=== Exercise objective ===
Copy, in full, every line in the items below that contains the string "tablet". The match is case-sensitive.

── Data provided ──

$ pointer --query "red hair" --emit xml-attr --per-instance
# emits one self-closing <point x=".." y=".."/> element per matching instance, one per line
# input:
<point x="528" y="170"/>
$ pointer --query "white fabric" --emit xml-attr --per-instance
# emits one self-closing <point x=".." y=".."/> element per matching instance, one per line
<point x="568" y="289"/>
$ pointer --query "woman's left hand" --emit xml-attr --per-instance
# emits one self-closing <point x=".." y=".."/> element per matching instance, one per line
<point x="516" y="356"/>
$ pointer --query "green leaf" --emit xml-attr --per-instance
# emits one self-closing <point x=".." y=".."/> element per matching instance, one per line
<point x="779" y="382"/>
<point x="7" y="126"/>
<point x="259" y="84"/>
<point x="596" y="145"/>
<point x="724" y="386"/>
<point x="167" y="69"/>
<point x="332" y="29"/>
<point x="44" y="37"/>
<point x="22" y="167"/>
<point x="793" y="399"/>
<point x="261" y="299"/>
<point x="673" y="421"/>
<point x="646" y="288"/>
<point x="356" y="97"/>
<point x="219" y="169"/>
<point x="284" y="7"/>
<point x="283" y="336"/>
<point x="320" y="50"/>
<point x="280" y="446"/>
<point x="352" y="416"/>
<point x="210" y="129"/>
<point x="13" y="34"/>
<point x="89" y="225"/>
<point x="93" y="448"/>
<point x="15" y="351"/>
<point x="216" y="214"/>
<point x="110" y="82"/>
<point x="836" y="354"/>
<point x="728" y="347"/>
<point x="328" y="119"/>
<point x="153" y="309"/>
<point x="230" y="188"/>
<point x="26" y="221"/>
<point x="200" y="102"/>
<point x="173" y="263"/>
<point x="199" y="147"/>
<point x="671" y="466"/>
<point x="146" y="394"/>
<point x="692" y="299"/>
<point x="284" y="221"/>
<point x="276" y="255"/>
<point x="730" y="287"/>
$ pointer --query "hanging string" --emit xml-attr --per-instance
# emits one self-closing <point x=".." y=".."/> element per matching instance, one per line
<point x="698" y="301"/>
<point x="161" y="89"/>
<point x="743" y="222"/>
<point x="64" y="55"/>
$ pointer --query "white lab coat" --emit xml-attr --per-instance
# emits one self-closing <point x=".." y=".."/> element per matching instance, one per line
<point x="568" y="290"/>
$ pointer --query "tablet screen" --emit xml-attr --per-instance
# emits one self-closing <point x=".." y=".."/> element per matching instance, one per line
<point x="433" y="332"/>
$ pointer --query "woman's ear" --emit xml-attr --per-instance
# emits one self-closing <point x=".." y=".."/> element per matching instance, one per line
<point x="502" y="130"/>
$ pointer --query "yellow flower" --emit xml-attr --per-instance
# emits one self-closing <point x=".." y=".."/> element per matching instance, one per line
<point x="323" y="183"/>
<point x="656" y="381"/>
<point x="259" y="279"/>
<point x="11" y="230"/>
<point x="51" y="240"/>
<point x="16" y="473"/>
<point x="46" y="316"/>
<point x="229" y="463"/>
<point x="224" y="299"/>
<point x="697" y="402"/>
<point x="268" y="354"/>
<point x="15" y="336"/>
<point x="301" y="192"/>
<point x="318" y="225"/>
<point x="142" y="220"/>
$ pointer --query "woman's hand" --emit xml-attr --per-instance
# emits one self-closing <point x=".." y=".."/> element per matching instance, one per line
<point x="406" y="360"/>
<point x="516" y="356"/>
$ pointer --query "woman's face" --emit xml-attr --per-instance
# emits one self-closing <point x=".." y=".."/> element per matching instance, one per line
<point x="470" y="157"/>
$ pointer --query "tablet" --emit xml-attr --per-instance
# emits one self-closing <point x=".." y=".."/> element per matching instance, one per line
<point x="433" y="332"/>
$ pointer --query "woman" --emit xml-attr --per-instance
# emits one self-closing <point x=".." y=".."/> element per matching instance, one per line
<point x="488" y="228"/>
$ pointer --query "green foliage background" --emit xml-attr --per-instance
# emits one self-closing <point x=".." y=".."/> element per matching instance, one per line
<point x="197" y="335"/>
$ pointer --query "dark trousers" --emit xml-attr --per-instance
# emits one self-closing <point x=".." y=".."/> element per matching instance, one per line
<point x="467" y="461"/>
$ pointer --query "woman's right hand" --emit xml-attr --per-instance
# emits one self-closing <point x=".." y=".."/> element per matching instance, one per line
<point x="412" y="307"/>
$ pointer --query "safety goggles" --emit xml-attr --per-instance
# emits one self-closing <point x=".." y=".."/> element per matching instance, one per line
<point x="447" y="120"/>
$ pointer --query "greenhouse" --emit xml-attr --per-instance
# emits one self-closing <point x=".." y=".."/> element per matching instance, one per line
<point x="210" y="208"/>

───

=== Finished exercise ===
$ pointer --query "tablet screen" --emit xml-attr --per-instance
$ pointer --query "tablet" --emit xml-attr --per-instance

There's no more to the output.